● Work request: What you return must match the data exactly, line for line.

---- Given data

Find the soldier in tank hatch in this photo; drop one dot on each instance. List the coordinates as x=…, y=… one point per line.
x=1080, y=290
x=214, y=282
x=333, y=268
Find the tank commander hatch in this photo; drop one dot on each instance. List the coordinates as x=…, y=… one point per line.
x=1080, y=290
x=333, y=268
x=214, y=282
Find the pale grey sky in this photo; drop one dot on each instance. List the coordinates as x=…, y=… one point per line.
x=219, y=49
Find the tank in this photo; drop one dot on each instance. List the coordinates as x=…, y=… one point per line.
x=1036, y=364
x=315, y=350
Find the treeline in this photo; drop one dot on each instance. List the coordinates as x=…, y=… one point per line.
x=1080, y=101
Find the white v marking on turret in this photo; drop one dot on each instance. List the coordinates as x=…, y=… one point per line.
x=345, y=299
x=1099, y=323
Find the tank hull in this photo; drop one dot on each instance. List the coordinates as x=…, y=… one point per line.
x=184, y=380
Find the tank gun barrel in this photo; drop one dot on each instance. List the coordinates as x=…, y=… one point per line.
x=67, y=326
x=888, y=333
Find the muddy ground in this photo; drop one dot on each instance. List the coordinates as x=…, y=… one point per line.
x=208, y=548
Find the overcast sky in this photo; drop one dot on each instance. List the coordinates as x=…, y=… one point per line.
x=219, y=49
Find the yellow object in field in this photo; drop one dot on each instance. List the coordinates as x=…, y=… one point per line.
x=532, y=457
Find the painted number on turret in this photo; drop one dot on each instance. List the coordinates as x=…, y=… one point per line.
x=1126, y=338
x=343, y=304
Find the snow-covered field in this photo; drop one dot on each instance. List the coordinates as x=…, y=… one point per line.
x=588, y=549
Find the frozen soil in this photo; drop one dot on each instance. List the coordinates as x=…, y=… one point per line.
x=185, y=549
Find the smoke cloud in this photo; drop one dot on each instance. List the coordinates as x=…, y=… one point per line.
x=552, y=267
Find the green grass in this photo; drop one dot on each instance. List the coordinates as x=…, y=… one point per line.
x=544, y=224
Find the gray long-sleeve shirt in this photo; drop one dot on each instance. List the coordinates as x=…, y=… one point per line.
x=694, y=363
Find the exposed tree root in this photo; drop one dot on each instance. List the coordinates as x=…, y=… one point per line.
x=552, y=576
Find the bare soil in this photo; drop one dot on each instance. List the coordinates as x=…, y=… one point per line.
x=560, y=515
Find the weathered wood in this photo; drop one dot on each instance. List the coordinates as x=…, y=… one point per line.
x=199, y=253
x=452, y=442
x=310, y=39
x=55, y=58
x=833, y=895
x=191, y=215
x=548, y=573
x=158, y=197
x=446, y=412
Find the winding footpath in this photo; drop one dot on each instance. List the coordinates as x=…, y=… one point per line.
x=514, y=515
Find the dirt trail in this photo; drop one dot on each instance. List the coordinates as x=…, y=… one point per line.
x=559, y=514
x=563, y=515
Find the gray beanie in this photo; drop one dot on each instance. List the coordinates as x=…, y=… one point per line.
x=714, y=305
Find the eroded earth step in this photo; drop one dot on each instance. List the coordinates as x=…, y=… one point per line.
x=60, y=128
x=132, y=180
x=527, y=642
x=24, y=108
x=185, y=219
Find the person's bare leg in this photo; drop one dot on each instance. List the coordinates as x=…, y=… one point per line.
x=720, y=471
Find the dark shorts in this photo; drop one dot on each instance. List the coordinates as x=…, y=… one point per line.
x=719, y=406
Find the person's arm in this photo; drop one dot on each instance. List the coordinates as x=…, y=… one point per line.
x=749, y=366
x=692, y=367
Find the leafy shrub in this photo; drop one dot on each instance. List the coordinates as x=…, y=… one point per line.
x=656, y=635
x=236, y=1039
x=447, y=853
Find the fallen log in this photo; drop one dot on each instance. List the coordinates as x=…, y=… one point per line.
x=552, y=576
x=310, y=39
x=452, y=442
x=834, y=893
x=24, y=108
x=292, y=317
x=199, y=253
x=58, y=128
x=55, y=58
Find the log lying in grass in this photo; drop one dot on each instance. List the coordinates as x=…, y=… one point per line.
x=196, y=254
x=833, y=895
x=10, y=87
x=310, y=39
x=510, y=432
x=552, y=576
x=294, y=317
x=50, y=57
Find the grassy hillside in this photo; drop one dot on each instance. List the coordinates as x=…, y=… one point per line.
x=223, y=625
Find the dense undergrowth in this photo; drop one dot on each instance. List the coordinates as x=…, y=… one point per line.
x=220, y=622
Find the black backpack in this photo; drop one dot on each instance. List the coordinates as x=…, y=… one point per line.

--------

● Written reply:
Find the soldier in tank hatch in this photo; drop one dot on each instance. List the coordinates as x=…, y=… one point per line.
x=1080, y=290
x=214, y=282
x=333, y=268
Find the tank commander hatch in this photo; drop one dot on each instance. List the coordinates as x=…, y=… one point per line.
x=1080, y=290
x=333, y=268
x=214, y=282
Find the pale grey sky in this photo; drop one dot on each instance. List the coordinates as x=…, y=… one point per line.
x=219, y=49
Find the tank in this photo; drop one dot on each instance. List the coordinates as x=…, y=… one point per line.
x=1036, y=364
x=315, y=350
Find the treeline in this photo; drop one dot on each instance. List the coordinates as x=…, y=… one point per line.
x=1080, y=101
Find the white v marking on turret in this photo; drop one dot on each instance. List the coordinates as x=…, y=… one point per line.
x=345, y=299
x=1099, y=323
Find the tank hull in this photo; drop one dot on each instance. List the coordinates as x=…, y=… one point per line.
x=184, y=380
Find the tank gun barrel in this photo; drop one dot on each instance. List the coordinates as x=…, y=… one point per line.
x=67, y=326
x=888, y=333
Find the muddy ground in this photo; drop one dot on each instance. List the coordinates as x=…, y=… one point per line.
x=208, y=548
Find the overcast sky in this photo; drop one dot on each instance. List the coordinates as x=…, y=… one point per line.
x=219, y=49
Find the yellow object in field in this photo; drop one dot on each instance. List the coordinates as x=…, y=… one point per line.
x=532, y=457
Find the painted number on turret in this photo; drop one dot on each instance. List the coordinates as x=…, y=… one point per line.
x=1126, y=338
x=343, y=304
Find the snow-covered field in this photo; drop one dot on each instance. List the coordinates as x=…, y=… one point per line.
x=588, y=549
Find the frozen soil in this photo; drop one dot on each instance. List the coordinates as x=…, y=… one point per line.
x=185, y=549
Find the smoke cloud in this photo; drop one dot on each instance. List the coordinates as x=…, y=… one point per line.
x=552, y=267
Find the green grass in this photo; drop one dot on each instance. List the coordinates as x=…, y=… one point per line.
x=544, y=224
Find the gray long-sleeve shirt in this photo; drop one dot on each instance. List the coordinates as x=…, y=… one point per line.
x=694, y=363
Find the exposed tree root in this photo; drop one dot on each instance. List the coordinates as x=…, y=… one point per line.
x=552, y=576
Find the bare soil in this photo; drop one dot on each instance. List the coordinates as x=…, y=… one point per line.
x=560, y=515
Find the weathered wood in this photo; drop one dot on each instance. List the coordinates as x=…, y=… one point per line.
x=199, y=253
x=452, y=442
x=310, y=39
x=55, y=58
x=833, y=895
x=191, y=215
x=548, y=573
x=158, y=197
x=446, y=412
Find the winding footpath in this photo; drop one dot on each instance. List the coordinates as x=…, y=… one point per line.
x=514, y=515
Find the dirt trail in this photo; drop one dot on each instance. List the coordinates as x=…, y=… one point per line.
x=559, y=514
x=563, y=515
Find the gray beanie in this photo; drop one dot on each instance. List the coordinates as x=…, y=… one point per line.
x=714, y=305
Find the eroded earth step in this photo; drop one dot on each instance. List the coordinates as x=…, y=… one point per line.
x=60, y=128
x=132, y=180
x=527, y=642
x=24, y=108
x=185, y=219
Find the person's bare leg in this photo; drop one dot on each instance. List the coordinates as x=…, y=… one point per line.
x=720, y=471
Find the dark shorts in this photo; drop one dot on each instance. List the coordinates as x=…, y=… one point per line.
x=719, y=406
Find the person's arm in this photo; drop one dot on each instance. List the coordinates as x=…, y=… one point per line.
x=749, y=366
x=692, y=367
Find the leafy shrub in this photo; drop one dot on each instance. List the coordinates as x=…, y=… one point per line.
x=656, y=635
x=236, y=1039
x=447, y=853
Find the fallen log in this photo; drop one dot on each instance. List the coordinates as x=…, y=… one point per line.
x=552, y=576
x=310, y=39
x=452, y=442
x=834, y=893
x=24, y=108
x=292, y=317
x=199, y=253
x=58, y=128
x=55, y=58
Find the log lying in grass in this photo; drop one dot on each instance. List the coordinates as x=…, y=… one point per line.
x=196, y=254
x=833, y=895
x=10, y=87
x=310, y=39
x=510, y=432
x=552, y=576
x=294, y=317
x=50, y=57
Find the grassy hillside in this photo; drop one dot on each instance. List the coordinates as x=…, y=… one point per line.
x=223, y=625
Find the dense undergrowth in this photo; drop one dot on each instance. List the coordinates as x=…, y=… one point per line.
x=220, y=622
Find the black backpack in this photo; drop one dot on each instance. List the coordinates as x=…, y=… one point per line.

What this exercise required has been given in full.